• 提供抜粋:
☆ ☆ ☆

特に上記請求項1の構成によれば、前方障害物に対する自車の相対距離が短く相対速度が高いほど所定の増圧時間が長くなるよう、相対距離及び前記相対速度に基づき所定の増圧時間が可変設定されるので、相対距離及び相対速度に関係なく所定の増圧時間が一定である場合に比して、相対距離及び相対速度に応じて、換言すれば前方障害物に対する自車の関係に応じて最適に制動圧の増圧制御を行うことができる。
また上記請求項2の構成によれば、前方障害物に対する自車の相対距離が短く相対速度が高いほど所定の増圧圧力が高くなるよう、相対距離及び相対速度に基づき所定の増圧圧力が可変設定されるので、相対距離及び相対速度に関係なく所定の増圧圧力が一定である場合に比して、相対距離及び相対速度に応じて、換言すれば前方障害物に対する自車の関係に応じて最適に制動圧の増圧制御を行うことができる。
また上記請求項3の構成によれば、前方障害物に対する自車の相対距離が短く相対速度が高いほど所定の減圧時間が長くなるよう、相対距離及び相対速度に基づき所定の減圧時間が可変設定されるので、相対距離及び相対速度に関係なく所定の減圧時間が一定である場合に比して、相対距離及び相対速度に応じて、換言すれば前方障害物に対する自車の関係に応じて最適に制動圧の減圧制御を行うことができる。
また上記請求項4の構成によれば、前方障害物に対する自車の相対距離が短く相対速度が高いほど所定の減圧圧力が高くなるよう、相対距離及び相対速度に基づき所定の減圧圧力が可変設定されるので、相対距離及び相対速度に関係なく所定の減圧圧力が一定である場合に比して、相対距離及び相対速度に応じて、換言すれば前方障害物に対する自車の関係に応じて最適に制動圧の減圧制御を行うことができる。
また上記請求項5の構成によれば、減速の必要があると判定されたときには、目標減速度の増加率が所定の増加率制限勾配以内に制限され、増加率が制限された目標減速度と実際の減速度との偏差が制限変更基準値以下になったときには、それ以降の目標減速度の増加率の制限が解除されるので、減速制御の開始時に減速度が急激に高くなることに起因して乗員が違和感を感じることを効果的に防止しつつ、目標減速度の増加率が不必要に制限されることを防止することができる。

☆ ☆ ☆

• 抽出リスト:
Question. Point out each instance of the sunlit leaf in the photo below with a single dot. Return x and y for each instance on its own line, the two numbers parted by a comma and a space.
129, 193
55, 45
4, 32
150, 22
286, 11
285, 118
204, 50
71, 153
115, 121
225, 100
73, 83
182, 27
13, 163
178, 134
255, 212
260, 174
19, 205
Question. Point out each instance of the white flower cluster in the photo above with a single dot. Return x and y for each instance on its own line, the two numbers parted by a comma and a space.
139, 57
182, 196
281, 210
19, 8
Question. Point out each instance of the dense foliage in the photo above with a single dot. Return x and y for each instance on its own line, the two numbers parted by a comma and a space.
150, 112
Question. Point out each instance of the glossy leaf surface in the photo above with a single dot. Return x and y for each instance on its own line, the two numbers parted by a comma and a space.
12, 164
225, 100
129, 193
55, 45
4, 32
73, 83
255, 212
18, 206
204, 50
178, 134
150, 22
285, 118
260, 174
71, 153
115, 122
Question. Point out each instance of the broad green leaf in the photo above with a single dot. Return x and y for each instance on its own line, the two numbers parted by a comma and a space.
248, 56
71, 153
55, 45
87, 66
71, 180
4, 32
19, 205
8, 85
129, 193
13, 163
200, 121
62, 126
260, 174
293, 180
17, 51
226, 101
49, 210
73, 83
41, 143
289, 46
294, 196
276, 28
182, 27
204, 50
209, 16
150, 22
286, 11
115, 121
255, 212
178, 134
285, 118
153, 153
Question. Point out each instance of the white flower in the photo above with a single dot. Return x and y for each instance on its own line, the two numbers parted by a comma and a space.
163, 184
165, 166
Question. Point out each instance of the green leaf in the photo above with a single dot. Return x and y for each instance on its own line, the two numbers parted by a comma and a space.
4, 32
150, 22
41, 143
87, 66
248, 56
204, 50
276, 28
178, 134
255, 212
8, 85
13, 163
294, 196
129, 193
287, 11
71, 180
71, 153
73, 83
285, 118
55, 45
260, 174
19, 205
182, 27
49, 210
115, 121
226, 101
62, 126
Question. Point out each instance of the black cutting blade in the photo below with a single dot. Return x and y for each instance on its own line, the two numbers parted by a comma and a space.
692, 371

☆ ☆ ☆

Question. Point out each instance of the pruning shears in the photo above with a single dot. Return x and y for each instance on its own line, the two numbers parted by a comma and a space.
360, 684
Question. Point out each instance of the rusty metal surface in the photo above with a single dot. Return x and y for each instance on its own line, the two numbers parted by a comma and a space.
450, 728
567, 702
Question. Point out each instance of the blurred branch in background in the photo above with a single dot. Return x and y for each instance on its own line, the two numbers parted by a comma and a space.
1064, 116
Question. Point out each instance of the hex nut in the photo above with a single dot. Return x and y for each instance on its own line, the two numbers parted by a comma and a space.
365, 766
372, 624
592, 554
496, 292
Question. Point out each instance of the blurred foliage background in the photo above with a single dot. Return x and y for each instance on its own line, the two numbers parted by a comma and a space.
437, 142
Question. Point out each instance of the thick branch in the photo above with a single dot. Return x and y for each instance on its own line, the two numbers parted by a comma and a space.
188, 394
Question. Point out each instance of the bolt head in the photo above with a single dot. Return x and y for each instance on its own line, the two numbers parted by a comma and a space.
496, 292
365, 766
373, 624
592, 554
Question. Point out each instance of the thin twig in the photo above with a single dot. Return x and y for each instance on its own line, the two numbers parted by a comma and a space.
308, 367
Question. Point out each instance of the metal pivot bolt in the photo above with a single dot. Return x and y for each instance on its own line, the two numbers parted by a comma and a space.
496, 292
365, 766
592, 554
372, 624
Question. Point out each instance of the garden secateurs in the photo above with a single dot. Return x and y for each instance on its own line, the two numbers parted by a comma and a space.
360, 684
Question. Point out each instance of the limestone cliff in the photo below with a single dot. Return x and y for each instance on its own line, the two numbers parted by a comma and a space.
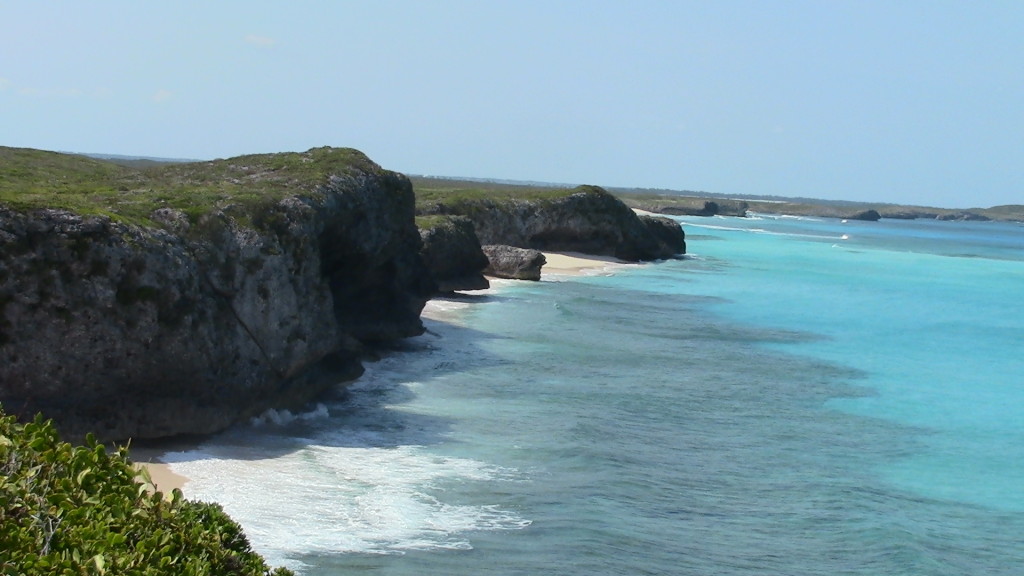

☆ ☆ ☆

• 実施課題:
a. 提供抜粋について、次の問いに答えてください。
(i) 請求項1の構成で、相対距離及び相対速度に基づき可変設定されるのは何ですか？
(ii) 請求項4の構成で、相対距離が短く相対速度が高いほど高くなるのは何ですか？
(iii) 請求項5の構成で、それ以降の目標減速度の増加率の制限が解除されるのはどのようなときですか？
b. リストのうち"Question. Point out each instance of the bolt"を含む行から始まり"Question. Point out each instance of the limestone"を含む行で終わる部分を、"Point out"を"Mark"に置き換え、それ以外は変えずに書き直してください。

• 課題の解答:
a.
(i) 所定の増圧時間
(ii) 所定の減圧圧力
(iii) 増加率が制限された目標減速度と実際の減速度との偏差が制限変更基準値以下になったとき

b.
Question. Mark each instance of the bolt head in the photo above with a single dot. Return x and y for each instance on its own line, the two numbers parted by a comma and a space.
496, 292
365, 766
373, 624
592, 554
Question. Mark each instance of the thin twig in the photo above with a single dot. Return x and y for each instance on its own line, the two numbers parted by a comma and a space.
308, 367
Question. Mark each instance of the metal pivot bolt in the photo above with a single dot. Return x and y for each instance on its own line, the two numbers parted by a comma and a space.
496, 292
365, 766
592, 554
372, 624
Question. Mark each instance of the garden secateurs in the photo above with a single dot. Return x and y for each instance on its own line, the two numbers parted by a comma and a space.
360, 684
Question. Mark each instance of the limestone cliff in the photo below with a single dot. Return x and y for each instance on its own line, the two numbers parted by a comma and a space.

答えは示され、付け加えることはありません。